Parts of the exercise
(a) In the Hertz Form 8-K cover page, reproduce everything from "Park Ridge, New" down to "including area code)".
(b) According to the Hertz Form 8-K cover page, what date is given for the earliest event reported?
(c) Summarize the Hertz Form 8-K cover page in two sentences.

[START Supplied text]

UNITED STATES

SECURITIES AND EXCHANGE COMMISSION

Washington, D.C. 20549

 

FORM 8-K

 

CURRENT REPORT

 Pursuant to Section 13 or 15 (d) of the Securities Exchange Act of 1934

 

Date of Report (Date of earliest event reported) May 21, 2008 (May 15, 2008)

 

HERTZ GLOBAL HOLDINGS, INC.

(Exact name of registrant as specified in its charter)

 

DELAWARE

 

001-33139

 

20-3530539

(State of incorporation)

 

(Commission File Number)

 

(I.R.S Employer Identification No.)

 

225 Brae Boulevard

Park Ridge, New Jersey 07656-0713

(Address of principal executive offices, including zip code)

 

(201) 307-2000

(Registrant’s telephone number, including area code)

 

Check the appropriate box below if the Form 8-K filing is intended to simultaneously satisfy the filing obligation of the registrant under any of the following provisions:

 

o

 

Written communications pursuant to Rule 425 under the Securities Act (17 CFR 230.425)

[END Supplied text]
[START Record list]

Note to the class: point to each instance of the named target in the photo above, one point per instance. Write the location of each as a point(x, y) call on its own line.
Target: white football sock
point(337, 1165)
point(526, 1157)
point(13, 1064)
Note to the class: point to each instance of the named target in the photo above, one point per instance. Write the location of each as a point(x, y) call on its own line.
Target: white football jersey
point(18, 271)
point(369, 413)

[END Record list]
[START Record list]

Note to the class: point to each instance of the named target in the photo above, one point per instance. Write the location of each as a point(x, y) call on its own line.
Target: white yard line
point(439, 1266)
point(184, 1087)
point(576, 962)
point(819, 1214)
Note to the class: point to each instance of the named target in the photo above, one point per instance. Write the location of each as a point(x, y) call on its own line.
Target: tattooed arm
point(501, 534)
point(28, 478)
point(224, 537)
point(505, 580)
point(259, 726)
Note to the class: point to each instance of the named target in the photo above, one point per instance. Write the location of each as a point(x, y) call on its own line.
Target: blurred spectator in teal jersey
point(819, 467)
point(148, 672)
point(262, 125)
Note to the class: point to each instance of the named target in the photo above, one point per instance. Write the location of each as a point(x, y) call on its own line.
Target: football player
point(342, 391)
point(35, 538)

[END Record list]

Results for the exercise
(a)
Park Ridge, New Jersey 07656-0713

(Address of principal executive offices, including zip code)

 

(201) 307-2000

(Registrant’s telephone number, including area code)

(b) May 15, 2008.

(c) This is a Form 8-K current report filed with the Securities and Exchange Commission by Hertz Global Holdings, Inc. under Section 13 or 15(d) of the Securities Exchange Act of 1934, dated May 21, 2008, with the earliest event reported on May 15, 2008. The registrant is incorporated in Delaware and has its principal executive offices at 225 Brae Boulevard in Park Ridge, New Jersey.